Could you reproduce every one of the lines between the one holding "Please segment every instance of the building" and the one holding "M 754 391 L", inclusive, requests included, with each coordinate in the path data scaled by 2.4 and rounded to a whole number, halves going up? Leave the request wording untouched and return only those lines.

────

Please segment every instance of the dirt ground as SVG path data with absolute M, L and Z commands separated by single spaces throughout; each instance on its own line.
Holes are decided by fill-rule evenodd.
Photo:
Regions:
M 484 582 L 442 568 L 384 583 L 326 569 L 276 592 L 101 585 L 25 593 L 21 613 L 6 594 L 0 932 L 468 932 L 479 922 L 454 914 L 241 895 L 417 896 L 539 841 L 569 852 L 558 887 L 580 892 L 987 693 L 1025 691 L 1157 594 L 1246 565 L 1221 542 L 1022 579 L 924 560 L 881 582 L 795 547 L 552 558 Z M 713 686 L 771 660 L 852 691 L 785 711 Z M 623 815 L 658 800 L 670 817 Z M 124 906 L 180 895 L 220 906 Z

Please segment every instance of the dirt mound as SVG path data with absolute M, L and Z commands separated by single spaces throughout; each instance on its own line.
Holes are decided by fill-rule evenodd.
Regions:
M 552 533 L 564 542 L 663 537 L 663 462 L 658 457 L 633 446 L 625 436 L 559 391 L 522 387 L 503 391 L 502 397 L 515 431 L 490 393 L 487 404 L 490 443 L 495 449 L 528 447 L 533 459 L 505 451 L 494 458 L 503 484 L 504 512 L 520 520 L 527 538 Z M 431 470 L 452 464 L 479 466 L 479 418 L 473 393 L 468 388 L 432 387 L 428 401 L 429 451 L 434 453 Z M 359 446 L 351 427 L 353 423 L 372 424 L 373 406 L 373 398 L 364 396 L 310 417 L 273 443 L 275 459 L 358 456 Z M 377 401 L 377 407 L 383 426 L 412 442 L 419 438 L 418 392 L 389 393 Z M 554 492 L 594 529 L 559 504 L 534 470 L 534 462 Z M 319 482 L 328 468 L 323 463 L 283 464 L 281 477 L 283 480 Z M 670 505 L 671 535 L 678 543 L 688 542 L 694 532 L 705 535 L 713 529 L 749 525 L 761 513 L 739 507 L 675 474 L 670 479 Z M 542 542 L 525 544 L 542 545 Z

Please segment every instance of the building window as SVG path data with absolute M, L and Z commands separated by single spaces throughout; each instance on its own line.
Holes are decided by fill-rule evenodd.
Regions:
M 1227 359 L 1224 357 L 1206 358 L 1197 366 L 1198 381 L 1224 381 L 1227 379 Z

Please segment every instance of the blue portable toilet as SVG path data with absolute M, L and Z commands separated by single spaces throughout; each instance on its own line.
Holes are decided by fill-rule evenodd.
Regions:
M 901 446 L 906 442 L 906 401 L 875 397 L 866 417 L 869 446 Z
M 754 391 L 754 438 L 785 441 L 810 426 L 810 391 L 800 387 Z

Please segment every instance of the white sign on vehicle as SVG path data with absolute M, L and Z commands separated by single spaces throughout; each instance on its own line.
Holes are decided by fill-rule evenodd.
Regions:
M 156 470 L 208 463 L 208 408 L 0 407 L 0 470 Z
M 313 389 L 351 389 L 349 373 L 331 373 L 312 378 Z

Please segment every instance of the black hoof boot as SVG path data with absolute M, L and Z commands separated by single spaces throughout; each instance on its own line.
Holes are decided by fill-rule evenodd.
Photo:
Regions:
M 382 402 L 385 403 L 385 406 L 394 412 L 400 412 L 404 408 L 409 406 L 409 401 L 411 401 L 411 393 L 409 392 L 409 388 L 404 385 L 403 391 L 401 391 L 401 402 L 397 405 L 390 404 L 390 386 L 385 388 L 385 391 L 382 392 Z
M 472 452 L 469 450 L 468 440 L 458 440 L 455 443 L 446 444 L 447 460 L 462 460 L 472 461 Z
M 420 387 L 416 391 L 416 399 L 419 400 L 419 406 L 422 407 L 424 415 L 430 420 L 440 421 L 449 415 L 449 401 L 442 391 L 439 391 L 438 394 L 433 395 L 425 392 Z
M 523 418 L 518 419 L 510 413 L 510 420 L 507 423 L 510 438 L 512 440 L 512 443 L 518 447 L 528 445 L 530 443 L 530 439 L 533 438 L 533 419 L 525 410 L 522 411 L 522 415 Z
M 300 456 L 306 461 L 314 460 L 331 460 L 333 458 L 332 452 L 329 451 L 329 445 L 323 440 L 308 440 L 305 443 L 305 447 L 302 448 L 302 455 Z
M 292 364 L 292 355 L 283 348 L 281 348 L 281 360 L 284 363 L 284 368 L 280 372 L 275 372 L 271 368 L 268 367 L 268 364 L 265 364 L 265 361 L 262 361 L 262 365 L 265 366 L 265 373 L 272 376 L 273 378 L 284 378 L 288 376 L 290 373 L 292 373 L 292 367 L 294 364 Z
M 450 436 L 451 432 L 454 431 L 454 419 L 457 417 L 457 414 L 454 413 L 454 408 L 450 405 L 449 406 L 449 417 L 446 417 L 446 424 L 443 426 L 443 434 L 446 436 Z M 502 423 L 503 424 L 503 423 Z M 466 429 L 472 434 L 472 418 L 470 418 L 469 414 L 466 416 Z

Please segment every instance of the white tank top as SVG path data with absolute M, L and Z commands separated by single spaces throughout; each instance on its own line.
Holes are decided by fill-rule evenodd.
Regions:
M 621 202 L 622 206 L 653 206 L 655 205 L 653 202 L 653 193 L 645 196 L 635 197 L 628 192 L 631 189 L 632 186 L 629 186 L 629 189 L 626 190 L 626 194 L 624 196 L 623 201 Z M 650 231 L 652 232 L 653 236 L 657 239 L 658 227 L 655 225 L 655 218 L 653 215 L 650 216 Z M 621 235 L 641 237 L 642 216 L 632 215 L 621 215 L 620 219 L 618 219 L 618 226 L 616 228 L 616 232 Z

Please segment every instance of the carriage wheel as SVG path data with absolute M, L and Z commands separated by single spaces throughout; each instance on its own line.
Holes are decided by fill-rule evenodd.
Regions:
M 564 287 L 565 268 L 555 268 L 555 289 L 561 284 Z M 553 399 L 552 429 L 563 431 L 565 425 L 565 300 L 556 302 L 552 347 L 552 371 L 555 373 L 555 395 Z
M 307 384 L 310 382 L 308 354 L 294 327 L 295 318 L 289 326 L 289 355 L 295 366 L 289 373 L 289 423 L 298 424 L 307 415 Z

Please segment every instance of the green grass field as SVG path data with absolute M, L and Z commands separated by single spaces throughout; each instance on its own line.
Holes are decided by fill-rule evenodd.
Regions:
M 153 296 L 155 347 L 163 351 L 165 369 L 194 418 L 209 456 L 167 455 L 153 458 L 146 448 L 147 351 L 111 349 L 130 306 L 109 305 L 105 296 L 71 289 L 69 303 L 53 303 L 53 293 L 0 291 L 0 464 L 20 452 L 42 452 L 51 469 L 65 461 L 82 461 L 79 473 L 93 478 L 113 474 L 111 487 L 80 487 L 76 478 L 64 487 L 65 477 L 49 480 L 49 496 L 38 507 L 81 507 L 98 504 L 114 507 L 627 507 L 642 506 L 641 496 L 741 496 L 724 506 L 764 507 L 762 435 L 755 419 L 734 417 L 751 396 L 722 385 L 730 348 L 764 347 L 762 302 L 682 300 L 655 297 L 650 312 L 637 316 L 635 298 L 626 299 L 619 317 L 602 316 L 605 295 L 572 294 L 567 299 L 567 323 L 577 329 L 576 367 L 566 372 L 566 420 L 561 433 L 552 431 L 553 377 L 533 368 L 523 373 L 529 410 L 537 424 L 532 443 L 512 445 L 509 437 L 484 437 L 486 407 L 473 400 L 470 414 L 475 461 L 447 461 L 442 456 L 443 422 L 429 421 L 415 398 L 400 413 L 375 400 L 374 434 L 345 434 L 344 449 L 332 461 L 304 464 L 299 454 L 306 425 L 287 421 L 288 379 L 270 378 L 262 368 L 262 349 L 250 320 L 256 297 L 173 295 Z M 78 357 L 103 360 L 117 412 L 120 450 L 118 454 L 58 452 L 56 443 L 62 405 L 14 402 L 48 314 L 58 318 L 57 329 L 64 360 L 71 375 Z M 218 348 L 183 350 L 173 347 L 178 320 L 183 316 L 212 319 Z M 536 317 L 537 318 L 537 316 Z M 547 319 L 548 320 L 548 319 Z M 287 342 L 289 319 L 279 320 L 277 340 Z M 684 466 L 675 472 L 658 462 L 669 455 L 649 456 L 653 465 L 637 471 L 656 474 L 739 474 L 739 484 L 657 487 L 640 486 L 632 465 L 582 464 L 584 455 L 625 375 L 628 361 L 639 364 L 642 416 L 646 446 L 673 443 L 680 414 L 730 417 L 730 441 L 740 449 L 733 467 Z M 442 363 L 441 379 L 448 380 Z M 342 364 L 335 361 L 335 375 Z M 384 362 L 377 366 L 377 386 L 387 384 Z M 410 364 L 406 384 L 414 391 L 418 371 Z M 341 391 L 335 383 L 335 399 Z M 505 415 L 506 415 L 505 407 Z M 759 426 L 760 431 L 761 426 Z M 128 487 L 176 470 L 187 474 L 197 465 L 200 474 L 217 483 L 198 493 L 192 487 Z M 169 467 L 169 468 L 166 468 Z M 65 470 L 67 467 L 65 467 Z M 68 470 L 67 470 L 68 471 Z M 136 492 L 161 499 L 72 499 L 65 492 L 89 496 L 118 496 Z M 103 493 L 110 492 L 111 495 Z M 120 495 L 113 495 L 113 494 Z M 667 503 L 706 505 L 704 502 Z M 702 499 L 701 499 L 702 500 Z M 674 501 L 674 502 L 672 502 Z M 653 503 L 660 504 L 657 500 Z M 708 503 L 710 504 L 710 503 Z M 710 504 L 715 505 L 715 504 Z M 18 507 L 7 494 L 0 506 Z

────

▶ TASK RESULT
Please segment every instance of the building window as SVG path data with absolute M, L and Z commands separated by single spaces throughout; each instance on its own line.
Holes are decided by fill-rule evenodd.
Regions:
M 2945 862 L 2938 857 L 2894 859 L 2873 878 L 2875 914 L 2938 914 L 2945 910 Z

Please segment every instance of the blue portable toilet as SVG path data with absolute M, L and Z commands separated by single spaces throughout; each instance on its own line.
Holes are decided by fill-rule evenodd.
Regions:
M 2162 1070 L 2174 1061 L 2174 962 L 2100 953 L 2078 1001 L 2086 1070 Z
M 1810 938 L 1810 1051 L 1884 1058 L 1944 1022 L 1944 938 L 1920 929 Z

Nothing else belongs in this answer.